* START *

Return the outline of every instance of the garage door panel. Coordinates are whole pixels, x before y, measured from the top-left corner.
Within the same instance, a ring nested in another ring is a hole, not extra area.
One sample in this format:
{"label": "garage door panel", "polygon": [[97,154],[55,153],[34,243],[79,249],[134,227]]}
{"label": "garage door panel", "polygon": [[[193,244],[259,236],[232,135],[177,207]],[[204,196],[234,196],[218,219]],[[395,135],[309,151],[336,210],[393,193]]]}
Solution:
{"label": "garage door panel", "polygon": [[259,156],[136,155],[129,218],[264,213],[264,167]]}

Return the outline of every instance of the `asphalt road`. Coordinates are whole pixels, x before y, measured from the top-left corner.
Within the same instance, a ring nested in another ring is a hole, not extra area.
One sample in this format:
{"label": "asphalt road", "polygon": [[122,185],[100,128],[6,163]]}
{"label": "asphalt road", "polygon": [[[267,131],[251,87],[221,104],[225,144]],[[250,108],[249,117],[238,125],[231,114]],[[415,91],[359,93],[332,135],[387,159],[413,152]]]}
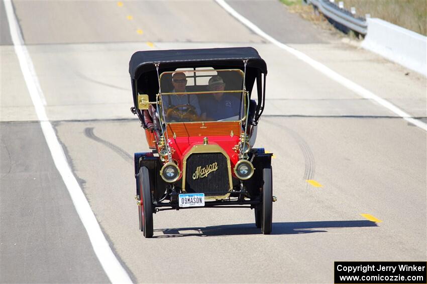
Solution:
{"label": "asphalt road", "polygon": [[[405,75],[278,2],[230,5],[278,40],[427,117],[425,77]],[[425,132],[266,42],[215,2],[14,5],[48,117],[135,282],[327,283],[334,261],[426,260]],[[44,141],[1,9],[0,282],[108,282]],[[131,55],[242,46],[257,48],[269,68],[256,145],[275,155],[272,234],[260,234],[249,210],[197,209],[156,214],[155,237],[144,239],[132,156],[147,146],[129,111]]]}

* END *
* START *

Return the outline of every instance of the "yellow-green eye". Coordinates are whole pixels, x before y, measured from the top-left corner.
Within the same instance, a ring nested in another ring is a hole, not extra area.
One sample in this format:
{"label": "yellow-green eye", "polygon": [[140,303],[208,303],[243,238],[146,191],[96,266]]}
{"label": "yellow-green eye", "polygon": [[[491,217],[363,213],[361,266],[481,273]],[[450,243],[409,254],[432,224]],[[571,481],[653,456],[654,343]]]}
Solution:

* END *

- **Short problem**:
Pull out every line of the listing that contains the word "before". Case counts.

- **Complete response**:
Return the outline of every instance of the garage door panel. Coordinates are whole pixels, x before y, measured from the top-left corner.
Return the outline of every instance of the `asphalt road`. Coordinates are whole pixels, x before y, measured from the top-left corner.
Return the outline of every instance of the "yellow-green eye". Coordinates are whole pixels, x before y, measured from the top-left corner.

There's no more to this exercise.